[Natural-language object grounding data]
╭──

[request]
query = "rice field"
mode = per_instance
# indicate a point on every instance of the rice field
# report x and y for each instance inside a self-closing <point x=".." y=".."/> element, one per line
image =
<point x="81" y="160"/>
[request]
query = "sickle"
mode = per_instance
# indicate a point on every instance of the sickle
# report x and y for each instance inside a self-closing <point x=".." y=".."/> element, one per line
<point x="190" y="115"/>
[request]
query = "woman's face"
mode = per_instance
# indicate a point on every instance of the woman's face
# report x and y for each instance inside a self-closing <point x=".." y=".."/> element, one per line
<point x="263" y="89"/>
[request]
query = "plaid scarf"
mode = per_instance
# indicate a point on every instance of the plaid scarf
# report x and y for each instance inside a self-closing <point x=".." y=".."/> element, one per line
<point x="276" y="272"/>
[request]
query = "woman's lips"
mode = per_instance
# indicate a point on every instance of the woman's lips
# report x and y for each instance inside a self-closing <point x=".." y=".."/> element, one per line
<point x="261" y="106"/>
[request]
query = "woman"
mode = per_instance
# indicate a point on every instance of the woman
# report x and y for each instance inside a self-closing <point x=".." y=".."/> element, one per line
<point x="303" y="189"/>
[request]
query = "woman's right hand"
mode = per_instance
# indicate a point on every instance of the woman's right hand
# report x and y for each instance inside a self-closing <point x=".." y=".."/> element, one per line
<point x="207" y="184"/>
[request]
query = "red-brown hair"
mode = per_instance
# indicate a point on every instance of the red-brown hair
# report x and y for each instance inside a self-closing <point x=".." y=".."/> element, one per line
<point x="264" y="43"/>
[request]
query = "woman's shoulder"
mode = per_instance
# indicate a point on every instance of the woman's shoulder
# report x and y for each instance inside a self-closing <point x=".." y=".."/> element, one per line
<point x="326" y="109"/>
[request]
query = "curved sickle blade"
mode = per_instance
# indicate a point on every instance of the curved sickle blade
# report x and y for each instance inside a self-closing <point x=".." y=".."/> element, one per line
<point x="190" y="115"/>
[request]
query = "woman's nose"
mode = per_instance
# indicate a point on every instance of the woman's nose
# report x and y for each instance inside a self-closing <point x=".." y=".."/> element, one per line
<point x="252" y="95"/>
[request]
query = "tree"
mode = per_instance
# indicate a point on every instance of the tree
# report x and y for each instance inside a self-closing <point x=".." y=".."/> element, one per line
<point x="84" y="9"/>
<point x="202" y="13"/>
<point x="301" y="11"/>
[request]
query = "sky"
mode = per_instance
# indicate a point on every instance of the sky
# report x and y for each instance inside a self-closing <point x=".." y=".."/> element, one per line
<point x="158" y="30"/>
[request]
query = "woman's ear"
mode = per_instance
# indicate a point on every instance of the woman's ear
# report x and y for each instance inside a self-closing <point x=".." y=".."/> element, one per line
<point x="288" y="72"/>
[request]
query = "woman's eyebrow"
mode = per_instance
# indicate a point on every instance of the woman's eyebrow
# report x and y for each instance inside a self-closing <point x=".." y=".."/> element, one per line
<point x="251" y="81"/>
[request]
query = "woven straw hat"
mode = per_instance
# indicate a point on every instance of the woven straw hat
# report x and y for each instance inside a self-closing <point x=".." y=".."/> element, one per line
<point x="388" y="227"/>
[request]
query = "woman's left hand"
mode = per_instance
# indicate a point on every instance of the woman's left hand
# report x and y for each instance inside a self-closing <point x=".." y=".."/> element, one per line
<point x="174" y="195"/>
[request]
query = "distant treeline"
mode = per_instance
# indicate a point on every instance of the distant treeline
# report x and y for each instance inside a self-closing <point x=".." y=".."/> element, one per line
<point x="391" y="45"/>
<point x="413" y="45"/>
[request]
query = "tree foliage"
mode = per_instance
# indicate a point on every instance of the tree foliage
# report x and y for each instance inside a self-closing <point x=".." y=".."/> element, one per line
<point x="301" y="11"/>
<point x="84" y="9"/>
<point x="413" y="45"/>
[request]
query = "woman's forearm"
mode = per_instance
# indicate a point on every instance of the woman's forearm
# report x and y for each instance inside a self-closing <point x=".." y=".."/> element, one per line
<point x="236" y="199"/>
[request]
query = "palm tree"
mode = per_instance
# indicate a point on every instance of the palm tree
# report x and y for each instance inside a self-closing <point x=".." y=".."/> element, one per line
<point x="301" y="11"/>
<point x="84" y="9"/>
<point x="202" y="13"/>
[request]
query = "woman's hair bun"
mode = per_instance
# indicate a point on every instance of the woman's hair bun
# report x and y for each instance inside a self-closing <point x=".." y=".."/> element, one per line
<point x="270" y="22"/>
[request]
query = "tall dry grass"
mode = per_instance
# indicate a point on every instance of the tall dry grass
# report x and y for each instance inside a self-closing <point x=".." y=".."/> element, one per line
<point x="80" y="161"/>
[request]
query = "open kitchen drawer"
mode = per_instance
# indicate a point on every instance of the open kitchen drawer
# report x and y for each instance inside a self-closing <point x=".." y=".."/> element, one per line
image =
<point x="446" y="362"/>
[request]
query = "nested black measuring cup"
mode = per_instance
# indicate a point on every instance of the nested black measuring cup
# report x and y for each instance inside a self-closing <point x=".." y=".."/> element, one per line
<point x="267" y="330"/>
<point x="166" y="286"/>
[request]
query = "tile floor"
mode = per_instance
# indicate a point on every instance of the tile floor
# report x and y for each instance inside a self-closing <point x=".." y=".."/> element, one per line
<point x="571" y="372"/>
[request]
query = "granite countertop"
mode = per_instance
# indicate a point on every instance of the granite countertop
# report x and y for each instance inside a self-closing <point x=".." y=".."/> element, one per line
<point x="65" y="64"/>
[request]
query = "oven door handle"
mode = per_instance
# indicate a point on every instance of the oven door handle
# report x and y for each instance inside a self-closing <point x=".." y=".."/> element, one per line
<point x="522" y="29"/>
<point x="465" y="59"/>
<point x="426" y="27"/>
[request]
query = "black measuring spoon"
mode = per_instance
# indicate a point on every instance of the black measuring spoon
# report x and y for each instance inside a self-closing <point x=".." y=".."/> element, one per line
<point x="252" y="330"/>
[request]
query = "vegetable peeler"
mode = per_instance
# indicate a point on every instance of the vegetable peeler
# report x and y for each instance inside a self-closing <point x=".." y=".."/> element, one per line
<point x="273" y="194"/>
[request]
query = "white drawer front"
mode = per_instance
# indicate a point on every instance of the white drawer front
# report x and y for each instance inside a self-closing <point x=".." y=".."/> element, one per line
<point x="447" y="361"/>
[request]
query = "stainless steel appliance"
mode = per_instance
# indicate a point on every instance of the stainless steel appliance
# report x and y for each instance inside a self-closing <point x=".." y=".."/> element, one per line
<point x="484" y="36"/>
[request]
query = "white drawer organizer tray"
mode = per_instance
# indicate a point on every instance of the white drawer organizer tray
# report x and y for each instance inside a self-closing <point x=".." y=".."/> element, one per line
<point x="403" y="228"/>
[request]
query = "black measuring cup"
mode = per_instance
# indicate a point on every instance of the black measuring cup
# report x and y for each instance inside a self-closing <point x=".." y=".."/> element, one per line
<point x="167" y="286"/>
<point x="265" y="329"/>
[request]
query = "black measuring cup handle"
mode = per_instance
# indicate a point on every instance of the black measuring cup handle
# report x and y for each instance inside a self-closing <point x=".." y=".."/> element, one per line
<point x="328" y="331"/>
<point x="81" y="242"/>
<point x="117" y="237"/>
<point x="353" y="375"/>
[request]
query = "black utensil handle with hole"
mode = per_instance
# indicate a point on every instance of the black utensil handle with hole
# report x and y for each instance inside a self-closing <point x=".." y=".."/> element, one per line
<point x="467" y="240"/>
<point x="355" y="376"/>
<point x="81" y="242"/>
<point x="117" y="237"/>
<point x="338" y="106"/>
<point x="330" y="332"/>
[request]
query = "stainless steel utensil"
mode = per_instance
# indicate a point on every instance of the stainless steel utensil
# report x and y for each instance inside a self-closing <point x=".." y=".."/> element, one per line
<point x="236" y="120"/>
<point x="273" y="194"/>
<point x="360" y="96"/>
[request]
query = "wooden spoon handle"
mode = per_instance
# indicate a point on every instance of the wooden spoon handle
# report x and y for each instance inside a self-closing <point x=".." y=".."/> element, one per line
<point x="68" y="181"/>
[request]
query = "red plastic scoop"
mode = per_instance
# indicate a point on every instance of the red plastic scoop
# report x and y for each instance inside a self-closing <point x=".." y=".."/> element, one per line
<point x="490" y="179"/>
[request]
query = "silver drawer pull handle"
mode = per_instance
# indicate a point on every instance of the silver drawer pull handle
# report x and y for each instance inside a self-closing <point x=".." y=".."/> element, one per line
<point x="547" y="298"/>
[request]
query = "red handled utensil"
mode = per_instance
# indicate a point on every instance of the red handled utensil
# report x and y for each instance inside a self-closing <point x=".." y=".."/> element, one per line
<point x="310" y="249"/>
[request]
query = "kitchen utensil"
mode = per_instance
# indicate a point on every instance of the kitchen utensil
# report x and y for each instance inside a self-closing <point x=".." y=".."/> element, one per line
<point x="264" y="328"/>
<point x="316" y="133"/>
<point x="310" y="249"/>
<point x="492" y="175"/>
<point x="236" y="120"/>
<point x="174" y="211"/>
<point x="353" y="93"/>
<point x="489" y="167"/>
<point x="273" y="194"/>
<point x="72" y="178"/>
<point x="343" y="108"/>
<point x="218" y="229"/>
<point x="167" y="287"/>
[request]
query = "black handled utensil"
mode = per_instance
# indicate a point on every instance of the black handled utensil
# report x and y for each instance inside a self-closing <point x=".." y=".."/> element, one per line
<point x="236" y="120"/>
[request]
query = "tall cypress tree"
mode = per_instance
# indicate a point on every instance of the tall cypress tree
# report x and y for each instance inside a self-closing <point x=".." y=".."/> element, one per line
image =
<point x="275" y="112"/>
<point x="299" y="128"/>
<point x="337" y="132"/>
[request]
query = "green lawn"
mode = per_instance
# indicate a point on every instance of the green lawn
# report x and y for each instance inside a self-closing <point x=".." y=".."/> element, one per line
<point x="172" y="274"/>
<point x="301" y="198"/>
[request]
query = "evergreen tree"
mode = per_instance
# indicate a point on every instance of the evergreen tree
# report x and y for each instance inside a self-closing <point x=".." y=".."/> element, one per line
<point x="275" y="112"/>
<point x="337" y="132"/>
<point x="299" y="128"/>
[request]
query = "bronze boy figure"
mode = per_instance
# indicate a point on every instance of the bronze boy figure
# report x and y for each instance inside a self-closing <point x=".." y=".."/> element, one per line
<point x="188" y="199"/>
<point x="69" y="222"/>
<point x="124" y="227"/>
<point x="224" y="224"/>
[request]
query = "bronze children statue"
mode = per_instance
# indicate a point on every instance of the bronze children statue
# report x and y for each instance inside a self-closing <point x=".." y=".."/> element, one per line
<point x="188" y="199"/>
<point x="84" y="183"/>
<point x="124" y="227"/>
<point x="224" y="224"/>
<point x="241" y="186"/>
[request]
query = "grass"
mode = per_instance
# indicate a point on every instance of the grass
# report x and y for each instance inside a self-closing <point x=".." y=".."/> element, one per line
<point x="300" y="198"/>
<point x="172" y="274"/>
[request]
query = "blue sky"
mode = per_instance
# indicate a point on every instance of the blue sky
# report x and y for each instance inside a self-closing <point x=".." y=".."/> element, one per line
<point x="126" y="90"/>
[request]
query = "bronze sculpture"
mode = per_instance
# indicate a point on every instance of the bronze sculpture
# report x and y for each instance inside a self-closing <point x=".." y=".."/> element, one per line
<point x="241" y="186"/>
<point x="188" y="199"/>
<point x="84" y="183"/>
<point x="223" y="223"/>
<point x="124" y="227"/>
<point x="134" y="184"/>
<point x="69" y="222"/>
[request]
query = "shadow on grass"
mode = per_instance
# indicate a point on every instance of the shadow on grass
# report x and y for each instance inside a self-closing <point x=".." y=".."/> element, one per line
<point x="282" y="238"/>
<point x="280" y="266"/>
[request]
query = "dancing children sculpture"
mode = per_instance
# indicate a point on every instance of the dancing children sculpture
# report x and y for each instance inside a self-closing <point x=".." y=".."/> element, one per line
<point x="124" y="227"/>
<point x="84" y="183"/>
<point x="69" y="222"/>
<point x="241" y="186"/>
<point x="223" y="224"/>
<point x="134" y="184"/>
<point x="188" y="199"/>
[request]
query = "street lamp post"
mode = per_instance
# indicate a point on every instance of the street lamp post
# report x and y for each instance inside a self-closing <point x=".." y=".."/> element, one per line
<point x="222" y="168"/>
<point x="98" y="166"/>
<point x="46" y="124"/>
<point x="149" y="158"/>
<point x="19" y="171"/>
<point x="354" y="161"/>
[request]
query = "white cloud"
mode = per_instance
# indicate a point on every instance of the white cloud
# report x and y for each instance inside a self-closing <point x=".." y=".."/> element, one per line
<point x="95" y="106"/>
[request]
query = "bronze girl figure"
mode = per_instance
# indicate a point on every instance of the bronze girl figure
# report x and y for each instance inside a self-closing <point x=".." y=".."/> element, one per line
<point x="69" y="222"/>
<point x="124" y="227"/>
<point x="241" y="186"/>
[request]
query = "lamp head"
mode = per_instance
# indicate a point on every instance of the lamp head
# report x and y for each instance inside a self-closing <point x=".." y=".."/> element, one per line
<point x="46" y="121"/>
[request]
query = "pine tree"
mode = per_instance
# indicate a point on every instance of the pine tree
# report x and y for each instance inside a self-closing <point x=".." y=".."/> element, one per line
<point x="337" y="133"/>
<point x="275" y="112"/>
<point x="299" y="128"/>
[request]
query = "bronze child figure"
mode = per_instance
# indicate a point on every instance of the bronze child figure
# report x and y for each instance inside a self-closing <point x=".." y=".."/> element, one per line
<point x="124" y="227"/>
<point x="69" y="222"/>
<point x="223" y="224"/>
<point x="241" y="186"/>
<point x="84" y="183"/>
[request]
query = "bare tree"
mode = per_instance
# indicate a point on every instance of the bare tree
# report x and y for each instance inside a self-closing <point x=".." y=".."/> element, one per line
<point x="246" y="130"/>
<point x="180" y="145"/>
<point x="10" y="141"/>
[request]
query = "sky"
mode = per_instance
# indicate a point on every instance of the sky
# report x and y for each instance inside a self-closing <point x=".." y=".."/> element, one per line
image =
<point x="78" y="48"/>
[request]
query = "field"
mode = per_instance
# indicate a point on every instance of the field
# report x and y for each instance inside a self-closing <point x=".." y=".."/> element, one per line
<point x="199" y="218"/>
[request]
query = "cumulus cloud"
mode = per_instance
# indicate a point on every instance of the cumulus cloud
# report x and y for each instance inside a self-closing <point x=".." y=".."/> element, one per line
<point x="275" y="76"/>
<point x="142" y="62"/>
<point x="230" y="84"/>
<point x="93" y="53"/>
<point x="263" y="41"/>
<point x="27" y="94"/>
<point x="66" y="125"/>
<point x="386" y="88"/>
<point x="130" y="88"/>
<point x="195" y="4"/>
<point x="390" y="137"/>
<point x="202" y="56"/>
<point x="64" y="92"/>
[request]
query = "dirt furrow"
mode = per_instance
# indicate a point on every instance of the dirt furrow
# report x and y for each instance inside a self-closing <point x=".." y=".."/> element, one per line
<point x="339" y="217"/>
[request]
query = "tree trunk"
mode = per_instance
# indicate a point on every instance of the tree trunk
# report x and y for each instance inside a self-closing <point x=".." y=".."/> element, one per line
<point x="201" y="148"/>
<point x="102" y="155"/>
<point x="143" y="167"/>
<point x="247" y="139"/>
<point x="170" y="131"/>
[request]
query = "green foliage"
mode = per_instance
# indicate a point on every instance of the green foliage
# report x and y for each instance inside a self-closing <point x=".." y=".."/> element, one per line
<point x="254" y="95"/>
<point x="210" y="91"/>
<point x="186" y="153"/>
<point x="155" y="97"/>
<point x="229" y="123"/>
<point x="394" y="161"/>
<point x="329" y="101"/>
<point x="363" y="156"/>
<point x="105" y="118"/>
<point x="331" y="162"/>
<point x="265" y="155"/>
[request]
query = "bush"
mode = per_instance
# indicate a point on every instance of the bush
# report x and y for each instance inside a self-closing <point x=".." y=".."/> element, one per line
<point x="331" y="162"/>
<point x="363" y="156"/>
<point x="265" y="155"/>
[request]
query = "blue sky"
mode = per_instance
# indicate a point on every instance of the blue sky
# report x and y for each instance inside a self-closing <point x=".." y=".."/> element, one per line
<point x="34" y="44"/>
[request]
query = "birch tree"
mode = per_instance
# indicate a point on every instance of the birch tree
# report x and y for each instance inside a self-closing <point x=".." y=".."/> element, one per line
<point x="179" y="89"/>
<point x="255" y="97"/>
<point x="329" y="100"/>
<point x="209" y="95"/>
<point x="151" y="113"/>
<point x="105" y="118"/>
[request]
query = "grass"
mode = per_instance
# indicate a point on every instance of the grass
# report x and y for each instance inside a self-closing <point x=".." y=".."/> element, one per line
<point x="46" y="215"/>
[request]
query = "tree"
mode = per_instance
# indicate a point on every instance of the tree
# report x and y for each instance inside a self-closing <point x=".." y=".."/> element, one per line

╰──

- _PROBLEM REQUIREMENTS_: Look through the data above. Copy every line with the string "shadow" in it.

- _FINAL ANSWER_:
query = "shadow on grass"
# indicate a point on every instance of the shadow on grass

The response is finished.